§ **Assignment**
Pictures stay out; everything else in the records below is copied exactly.

§ **Data listing**
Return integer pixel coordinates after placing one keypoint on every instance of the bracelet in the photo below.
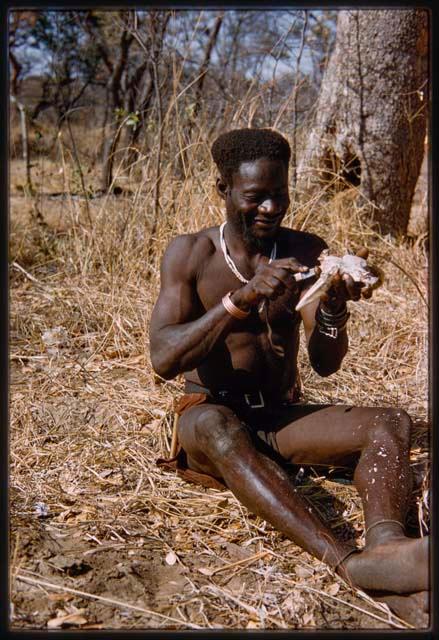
(232, 309)
(330, 324)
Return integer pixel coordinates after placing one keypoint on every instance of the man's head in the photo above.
(233, 148)
(253, 166)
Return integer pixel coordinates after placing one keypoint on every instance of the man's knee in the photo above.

§ **Answer to this exercise**
Return integer pixel coordinates after placing one keypoint on every instance of the bracelet in the photo below.
(232, 309)
(330, 324)
Return integer pixel coordinates after placing one keypoint on every instance of the man's head in the photo above.
(233, 148)
(253, 166)
Return integer pixel coordinates after placing one keypoint on every instance of the man's knee in the photo above.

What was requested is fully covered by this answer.